Extract the lines below that run from the line containing "foot and put a dot on each instance?" through the end, and copy them out without any changes.

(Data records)
--------------------

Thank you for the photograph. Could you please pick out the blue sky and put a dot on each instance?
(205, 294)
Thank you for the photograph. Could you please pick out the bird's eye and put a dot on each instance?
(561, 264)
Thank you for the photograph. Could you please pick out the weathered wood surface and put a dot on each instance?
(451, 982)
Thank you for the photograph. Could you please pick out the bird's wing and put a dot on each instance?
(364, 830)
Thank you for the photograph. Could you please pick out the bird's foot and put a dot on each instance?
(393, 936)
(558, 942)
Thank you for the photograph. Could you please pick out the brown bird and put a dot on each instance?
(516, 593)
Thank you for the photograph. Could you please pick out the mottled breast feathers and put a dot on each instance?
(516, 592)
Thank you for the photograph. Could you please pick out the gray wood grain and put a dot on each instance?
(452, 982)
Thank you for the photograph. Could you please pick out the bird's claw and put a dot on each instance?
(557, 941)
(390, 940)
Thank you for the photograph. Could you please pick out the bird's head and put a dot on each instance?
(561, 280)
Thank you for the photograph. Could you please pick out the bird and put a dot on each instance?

--------------------

| Complete answer |
Thank you for the photograph. Could you please pick out the bird's foot and put a dot on each instance?
(393, 936)
(558, 942)
Thank you for the photograph. Could you please pick out the brown bird and put a dot on each instance?
(516, 593)
Thank you for the photograph. Could you please pick out the mottled breast feathers and put a dot on each instance?
(516, 592)
Thank you for the photograph. Could you please pick out the gray wood grain and put a dot on each instance?
(452, 982)
Thank you for the photograph. Could you please pick out the bird's claw and put a dot on each instance?
(557, 941)
(390, 940)
Thank you for the photograph. Could you please pick out the bird's head and put a dot on each instance?
(561, 280)
Thank you for the photograph. Could you please pick out the bird and put a dot on each instance?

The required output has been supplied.